• _Exercise description_: Copy the material starting at the line containing "Task: indicate the pink" and ending at the line containing "x=657 y=518", swapping "pink glove" for "pink mitten" and leaving everything else the same.

• _Material provided_:
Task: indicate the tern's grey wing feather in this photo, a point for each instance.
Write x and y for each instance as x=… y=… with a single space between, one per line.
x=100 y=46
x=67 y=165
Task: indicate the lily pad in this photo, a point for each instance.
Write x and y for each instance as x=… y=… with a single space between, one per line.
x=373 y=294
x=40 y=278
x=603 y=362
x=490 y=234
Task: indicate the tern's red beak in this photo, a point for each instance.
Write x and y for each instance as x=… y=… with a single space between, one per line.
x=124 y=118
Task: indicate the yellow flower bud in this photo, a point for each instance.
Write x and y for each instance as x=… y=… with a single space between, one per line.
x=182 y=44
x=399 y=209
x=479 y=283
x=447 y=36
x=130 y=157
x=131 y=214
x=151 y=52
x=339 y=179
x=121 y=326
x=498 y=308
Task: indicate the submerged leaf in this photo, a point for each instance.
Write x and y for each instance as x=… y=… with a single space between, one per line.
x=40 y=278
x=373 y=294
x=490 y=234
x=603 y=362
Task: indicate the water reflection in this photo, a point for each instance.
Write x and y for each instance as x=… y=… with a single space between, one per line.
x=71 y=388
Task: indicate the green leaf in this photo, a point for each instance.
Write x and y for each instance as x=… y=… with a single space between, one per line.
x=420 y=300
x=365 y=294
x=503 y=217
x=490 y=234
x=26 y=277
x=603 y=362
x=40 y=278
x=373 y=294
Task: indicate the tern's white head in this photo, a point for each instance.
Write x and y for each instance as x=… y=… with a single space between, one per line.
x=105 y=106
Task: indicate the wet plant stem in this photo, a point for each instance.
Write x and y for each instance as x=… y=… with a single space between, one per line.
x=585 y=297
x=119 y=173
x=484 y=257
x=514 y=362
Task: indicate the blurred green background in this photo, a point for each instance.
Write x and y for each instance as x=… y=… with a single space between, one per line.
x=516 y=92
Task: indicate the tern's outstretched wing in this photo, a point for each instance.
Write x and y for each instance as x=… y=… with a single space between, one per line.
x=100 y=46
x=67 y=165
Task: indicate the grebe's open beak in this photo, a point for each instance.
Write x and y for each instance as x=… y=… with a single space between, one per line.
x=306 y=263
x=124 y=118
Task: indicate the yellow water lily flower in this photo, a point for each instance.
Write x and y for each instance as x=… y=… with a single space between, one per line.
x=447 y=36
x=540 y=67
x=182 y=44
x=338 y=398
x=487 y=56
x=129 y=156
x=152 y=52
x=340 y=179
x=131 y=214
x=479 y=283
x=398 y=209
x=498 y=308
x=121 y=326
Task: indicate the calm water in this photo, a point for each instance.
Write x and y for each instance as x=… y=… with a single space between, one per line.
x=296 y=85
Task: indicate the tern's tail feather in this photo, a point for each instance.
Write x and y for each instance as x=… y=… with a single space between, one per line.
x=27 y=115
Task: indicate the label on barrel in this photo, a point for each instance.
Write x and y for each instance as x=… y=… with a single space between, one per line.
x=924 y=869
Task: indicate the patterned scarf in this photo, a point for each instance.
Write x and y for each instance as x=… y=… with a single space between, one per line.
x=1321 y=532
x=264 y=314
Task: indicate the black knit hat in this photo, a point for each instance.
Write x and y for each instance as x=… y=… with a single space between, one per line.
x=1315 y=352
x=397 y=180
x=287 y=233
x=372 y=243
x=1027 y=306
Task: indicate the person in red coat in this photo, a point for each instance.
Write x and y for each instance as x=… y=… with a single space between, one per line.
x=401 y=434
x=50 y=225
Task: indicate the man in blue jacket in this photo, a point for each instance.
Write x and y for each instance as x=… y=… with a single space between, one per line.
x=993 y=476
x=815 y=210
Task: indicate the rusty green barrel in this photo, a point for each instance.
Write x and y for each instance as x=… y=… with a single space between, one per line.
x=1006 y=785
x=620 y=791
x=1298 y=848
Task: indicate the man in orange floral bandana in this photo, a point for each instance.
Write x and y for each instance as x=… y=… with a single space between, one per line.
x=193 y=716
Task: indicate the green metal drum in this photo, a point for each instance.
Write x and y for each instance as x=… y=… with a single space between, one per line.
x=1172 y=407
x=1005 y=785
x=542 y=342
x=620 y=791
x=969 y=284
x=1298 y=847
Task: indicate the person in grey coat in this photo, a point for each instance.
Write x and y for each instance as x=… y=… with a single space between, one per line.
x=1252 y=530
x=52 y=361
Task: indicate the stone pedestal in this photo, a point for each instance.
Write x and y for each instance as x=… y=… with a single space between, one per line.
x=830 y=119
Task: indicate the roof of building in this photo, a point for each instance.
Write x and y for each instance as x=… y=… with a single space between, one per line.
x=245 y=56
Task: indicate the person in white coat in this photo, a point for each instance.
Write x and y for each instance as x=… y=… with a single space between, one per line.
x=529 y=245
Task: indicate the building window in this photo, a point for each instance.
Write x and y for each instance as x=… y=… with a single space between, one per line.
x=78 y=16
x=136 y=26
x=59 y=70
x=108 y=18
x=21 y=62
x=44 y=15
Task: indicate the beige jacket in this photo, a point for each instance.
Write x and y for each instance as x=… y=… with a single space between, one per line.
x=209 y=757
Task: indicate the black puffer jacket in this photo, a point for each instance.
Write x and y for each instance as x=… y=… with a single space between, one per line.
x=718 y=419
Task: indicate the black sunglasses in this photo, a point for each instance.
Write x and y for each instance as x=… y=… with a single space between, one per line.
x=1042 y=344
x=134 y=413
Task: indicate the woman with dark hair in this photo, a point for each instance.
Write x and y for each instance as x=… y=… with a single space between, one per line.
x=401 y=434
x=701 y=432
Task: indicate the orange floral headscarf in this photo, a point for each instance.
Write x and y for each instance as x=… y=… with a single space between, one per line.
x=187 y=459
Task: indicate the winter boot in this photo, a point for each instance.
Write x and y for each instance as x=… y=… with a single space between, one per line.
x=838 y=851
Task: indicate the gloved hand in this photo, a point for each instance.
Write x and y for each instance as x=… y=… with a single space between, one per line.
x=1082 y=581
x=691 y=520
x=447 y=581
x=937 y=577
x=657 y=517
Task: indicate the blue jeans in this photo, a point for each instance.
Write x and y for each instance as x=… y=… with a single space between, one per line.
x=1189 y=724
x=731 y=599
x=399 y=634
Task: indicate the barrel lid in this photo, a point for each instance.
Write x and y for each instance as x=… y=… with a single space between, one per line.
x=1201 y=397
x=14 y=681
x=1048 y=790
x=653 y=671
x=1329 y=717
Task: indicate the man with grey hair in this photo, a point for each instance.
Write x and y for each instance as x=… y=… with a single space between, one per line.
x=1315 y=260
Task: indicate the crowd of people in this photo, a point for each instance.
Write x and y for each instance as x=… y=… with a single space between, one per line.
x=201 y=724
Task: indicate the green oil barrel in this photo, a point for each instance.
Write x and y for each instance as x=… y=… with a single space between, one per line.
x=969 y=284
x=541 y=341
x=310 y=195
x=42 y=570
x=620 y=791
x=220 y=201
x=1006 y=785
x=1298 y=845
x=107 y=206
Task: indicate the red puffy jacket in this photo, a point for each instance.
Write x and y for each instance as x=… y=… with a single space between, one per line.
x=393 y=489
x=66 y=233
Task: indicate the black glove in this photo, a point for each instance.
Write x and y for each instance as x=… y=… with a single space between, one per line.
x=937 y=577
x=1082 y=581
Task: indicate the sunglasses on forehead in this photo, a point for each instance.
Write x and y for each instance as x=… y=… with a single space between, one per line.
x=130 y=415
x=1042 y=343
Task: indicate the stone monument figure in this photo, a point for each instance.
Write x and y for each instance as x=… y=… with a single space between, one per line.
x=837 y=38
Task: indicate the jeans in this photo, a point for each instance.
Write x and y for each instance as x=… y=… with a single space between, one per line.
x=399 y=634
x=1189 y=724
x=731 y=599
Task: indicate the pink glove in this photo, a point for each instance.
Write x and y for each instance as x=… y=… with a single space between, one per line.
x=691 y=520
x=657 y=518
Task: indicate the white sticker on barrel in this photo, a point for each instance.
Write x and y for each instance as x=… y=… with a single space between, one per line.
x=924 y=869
==
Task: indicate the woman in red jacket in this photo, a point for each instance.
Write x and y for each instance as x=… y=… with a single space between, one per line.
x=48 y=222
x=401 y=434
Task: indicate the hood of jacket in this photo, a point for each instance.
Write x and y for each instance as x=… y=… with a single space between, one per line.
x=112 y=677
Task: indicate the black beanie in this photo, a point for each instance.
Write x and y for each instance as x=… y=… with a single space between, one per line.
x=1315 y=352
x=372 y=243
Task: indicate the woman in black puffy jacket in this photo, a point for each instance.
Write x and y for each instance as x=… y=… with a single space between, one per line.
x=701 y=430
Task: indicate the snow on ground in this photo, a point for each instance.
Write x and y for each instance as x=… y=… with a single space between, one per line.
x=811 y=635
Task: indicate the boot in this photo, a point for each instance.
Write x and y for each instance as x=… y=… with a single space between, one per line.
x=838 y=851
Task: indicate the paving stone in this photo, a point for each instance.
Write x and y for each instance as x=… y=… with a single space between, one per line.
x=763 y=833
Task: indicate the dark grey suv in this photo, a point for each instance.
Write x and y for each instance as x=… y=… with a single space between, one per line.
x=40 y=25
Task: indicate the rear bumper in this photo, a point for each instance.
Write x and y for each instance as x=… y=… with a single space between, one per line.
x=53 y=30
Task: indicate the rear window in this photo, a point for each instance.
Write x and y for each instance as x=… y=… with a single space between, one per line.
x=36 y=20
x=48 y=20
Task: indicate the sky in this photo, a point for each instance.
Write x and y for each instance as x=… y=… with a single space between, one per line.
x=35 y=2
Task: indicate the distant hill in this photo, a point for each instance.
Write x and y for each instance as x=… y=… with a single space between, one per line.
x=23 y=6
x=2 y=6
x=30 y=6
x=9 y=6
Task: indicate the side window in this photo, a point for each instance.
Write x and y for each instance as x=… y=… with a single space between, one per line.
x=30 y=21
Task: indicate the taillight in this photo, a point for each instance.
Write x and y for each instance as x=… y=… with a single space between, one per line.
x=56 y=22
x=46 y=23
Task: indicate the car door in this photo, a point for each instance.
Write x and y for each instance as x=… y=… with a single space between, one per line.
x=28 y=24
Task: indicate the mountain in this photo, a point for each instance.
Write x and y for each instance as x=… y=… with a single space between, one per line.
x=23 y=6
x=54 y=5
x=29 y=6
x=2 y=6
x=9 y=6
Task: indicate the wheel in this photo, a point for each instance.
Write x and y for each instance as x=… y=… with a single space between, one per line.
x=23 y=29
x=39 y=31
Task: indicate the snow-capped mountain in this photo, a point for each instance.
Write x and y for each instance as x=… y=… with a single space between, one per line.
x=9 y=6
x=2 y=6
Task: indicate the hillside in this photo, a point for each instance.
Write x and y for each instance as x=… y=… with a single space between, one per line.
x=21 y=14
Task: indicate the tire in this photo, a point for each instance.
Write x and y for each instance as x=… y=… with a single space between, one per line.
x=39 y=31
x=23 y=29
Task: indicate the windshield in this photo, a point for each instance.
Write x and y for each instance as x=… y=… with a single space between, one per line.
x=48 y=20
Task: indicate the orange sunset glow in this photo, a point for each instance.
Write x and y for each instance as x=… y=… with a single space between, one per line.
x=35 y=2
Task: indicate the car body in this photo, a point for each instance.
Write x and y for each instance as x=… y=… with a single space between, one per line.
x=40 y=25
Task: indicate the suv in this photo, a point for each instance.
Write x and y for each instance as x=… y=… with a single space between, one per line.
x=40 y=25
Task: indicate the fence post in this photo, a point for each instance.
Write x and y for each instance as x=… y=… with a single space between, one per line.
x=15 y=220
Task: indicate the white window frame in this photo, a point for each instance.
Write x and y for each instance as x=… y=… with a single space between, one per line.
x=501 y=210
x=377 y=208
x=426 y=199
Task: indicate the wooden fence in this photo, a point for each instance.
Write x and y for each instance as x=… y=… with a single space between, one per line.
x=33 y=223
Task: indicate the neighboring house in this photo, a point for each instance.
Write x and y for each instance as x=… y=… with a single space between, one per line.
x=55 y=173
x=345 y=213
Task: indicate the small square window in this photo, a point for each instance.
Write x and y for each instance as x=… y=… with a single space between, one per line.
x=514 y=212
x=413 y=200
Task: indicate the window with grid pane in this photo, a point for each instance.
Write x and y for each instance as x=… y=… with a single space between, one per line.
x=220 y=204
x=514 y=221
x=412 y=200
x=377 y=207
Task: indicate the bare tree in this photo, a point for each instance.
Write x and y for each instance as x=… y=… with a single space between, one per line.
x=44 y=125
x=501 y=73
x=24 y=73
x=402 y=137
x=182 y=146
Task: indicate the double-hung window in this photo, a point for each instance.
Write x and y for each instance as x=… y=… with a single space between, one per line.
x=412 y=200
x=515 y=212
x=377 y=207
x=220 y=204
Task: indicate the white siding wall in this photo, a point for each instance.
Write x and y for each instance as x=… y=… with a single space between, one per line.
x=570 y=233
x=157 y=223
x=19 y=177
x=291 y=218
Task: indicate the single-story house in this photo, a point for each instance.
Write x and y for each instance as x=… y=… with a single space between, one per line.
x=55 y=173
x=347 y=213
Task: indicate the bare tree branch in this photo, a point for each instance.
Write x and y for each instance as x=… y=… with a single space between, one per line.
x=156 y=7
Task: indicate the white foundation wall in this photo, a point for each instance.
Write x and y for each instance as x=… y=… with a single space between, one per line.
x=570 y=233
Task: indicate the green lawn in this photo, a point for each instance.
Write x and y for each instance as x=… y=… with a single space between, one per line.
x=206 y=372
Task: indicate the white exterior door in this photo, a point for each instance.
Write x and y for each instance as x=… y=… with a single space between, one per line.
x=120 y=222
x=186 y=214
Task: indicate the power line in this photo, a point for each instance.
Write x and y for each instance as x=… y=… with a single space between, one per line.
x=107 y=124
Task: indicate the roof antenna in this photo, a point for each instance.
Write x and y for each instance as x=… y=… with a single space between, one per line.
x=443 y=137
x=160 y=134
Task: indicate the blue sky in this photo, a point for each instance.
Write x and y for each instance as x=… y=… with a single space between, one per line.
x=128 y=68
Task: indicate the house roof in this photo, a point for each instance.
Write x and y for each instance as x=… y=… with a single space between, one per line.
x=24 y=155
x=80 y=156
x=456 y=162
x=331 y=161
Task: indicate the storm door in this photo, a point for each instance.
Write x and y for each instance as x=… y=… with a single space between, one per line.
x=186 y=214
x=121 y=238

• _Result_:
Task: indicate the pink mitten in this photo, a point for each instance.
Write x and y for each instance as x=… y=… with a single space between, one per line.
x=691 y=520
x=657 y=518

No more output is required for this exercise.